TASK — Find the line that contains "</instance>" in the entries below. Output it and each later line exactly, and nothing else.

Dataset entries:

<<<<

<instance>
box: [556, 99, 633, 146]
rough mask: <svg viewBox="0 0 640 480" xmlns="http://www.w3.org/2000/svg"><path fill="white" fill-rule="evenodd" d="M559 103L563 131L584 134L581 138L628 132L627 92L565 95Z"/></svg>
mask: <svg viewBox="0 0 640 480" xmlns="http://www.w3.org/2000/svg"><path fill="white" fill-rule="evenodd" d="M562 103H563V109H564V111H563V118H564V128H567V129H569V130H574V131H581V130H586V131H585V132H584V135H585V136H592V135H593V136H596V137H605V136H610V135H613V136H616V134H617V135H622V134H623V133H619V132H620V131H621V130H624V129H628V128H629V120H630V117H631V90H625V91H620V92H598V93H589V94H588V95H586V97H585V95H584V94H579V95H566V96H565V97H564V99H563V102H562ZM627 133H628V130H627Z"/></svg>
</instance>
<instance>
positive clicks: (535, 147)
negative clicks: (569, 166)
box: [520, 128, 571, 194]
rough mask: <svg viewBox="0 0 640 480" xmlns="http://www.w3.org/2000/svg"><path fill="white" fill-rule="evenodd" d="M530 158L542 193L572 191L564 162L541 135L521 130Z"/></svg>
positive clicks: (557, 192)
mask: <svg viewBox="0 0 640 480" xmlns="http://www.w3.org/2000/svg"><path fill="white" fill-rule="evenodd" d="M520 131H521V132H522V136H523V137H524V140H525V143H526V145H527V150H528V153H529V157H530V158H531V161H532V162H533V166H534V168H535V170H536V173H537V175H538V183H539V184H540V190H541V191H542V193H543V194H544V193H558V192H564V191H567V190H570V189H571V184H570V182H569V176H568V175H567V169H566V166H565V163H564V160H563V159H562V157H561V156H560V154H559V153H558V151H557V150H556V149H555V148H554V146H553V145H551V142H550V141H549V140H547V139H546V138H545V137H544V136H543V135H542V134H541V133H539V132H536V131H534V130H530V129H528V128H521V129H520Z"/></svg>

>>>>

EXERCISE OUTPUT —
</instance>
<instance>
positive clicks: (535, 147)
negative clicks: (569, 166)
box: [520, 128, 571, 194]
rough mask: <svg viewBox="0 0 640 480" xmlns="http://www.w3.org/2000/svg"><path fill="white" fill-rule="evenodd" d="M530 158L542 193L572 191L564 162L541 135L521 130Z"/></svg>
positive clicks: (557, 192)
mask: <svg viewBox="0 0 640 480" xmlns="http://www.w3.org/2000/svg"><path fill="white" fill-rule="evenodd" d="M520 131H521V132H522V136H523V137H524V140H525V143H526V145H527V150H528V153H529V157H530V158H531V161H532V162H533V166H534V168H535V170H536V173H537V175H538V183H539V184H540V190H541V191H542V193H543V194H544V193H558V192H564V191H567V190H570V189H571V184H570V182H569V176H568V175H567V169H566V166H565V163H564V160H563V159H562V157H561V156H560V154H559V153H558V151H557V150H556V149H555V148H554V146H553V145H551V142H550V141H549V140H547V139H546V138H545V137H544V136H543V135H542V134H541V133H539V132H536V131H534V130H530V129H528V128H521V129H520Z"/></svg>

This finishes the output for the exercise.